» **Text passage**
□ □ □ □
He wrote me many letters, expressing his love. Still I did not dare to believe I had such luck. If it had not been for a friend who knew his [Mao’s] feelings and told me about them — saying that he was very miserable because of me — I believe I would have remained single all my life. Ever since I came to know his true feelings towards me completely, from that day on, I had a new sense. I felt that apart from living for my mother, I was also living for him … I was imagining that if there were a day when he died, and when my mother was also no longer with me, I would definitely follow him and die with him!
When Mao returned to Changsha later that year, they became lovers. Mao was living in the school where he was the headmaster, and Kai-hui would visit him there. But she would not stay the night. They were not married, and the year was 1920, when living together outside marriage was unthinkable for a lady. Nor did Mao want to be tied down. In a letter to a friend on 26 November, he inveighed: “I think that all men and women in the marriage system are in nothing but a ‘rape league’ … I refuse to join this rape league.” He broached the idea of forming a “Resisting Marriage Alliance,” saying: “Even if no one else agrees with me, I am my own ‘one-man alliance.’ ”
One night, after she was gone, Mao was unable to sleep, and wrote a poem that opened with these lines:
Helped by this poem, Mao managed to persuade Kai-hui to stay overnight. The walls were just thin boards, and some of the residents complained when the pair made passionate love. One neighbor cited a rule saying that teachers’ wives were forbidden to sleep in the school, but Mao was the headmaster: he changed the rule, and started a precedent that teachers’ wives could stay in schools.
For Kai-hui, staying the night meant giving the whole of herself. “My willpower had long given way,” she was to write, “and I had allowed myself to live in romance. I had come to the conclusion: ‘Let Heaven collapse and Earth sink down! Let this be the end!’ What meaning would my life have if I didn’t live for my mother and for him? So I lived in a life of love …”
□ □ □ □
[Point placement records]
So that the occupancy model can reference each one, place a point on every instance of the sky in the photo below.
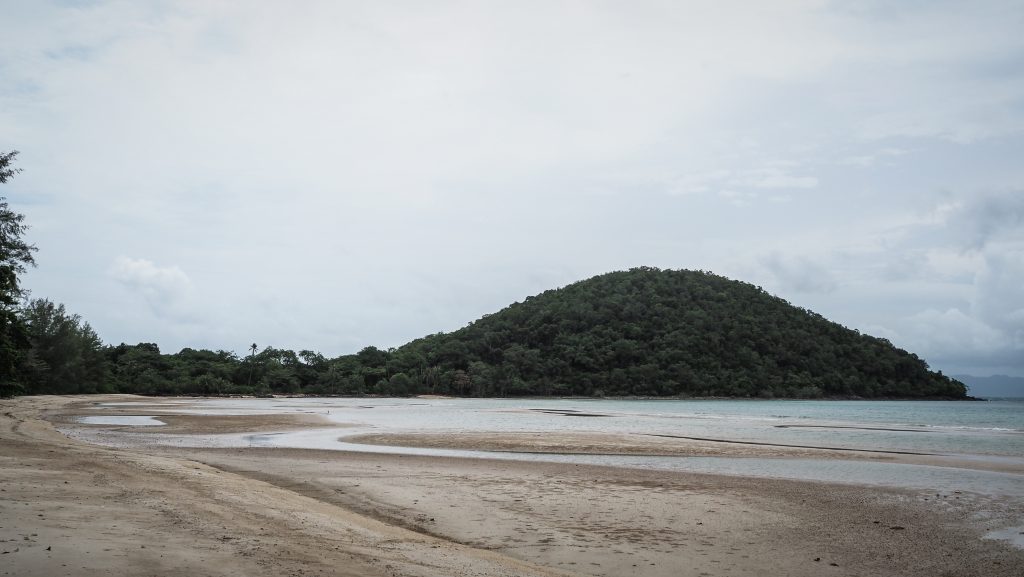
(330, 175)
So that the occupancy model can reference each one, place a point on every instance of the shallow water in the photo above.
(984, 431)
(935, 427)
(135, 420)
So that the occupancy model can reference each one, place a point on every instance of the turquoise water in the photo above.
(933, 427)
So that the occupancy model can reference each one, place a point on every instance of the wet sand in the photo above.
(153, 510)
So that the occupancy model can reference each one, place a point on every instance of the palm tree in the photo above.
(252, 359)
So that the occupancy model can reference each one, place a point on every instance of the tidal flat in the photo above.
(539, 487)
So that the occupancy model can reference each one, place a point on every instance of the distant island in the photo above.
(993, 386)
(643, 332)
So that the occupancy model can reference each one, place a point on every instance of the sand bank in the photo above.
(275, 511)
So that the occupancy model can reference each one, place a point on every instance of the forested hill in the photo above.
(642, 332)
(651, 332)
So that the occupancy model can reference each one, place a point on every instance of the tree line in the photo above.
(643, 332)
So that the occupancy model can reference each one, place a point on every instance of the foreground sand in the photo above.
(73, 508)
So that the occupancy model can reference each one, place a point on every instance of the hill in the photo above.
(652, 332)
(640, 332)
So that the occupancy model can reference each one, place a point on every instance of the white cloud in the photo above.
(365, 173)
(164, 288)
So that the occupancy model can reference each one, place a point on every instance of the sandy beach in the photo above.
(70, 507)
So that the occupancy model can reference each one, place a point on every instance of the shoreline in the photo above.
(265, 511)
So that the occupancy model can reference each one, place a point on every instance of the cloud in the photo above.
(365, 173)
(164, 288)
(799, 274)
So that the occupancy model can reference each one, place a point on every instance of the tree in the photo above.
(15, 255)
(67, 356)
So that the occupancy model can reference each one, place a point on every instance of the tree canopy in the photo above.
(15, 255)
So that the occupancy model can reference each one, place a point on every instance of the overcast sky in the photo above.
(331, 174)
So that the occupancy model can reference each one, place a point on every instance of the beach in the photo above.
(74, 507)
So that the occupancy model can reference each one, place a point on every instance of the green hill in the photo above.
(652, 332)
(642, 332)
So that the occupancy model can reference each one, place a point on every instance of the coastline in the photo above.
(267, 511)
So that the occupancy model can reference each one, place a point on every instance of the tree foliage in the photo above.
(643, 332)
(15, 255)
□ □ □ □
» **To do**
(A) In the passage about Mao and Kai-hui, what rule did Mao change as headmaster?
(B) Print everything in the passage about Mao and Kai-hui from "He wrote me" down to "die with him!".

» **Set of answers**
(A) He changed the rule that forbade teachers' wives to sleep in the school, setting a precedent that teachers' wives could stay in schools.

(B)
He wrote me many letters, expressing his love. Still I did not dare to believe I had such luck. If it had not been for a friend who knew his [Mao’s] feelings and told me about them — saying that he was very miserable because of me — I believe I would have remained single all my life. Ever since I came to know his true feelings towards me completely, from that day on, I had a new sense. I felt that apart from living for my mother, I was also living for him … I was imagining that if there were a day when he died, and when my mother was also no longer with me, I would definitely follow him and die with him!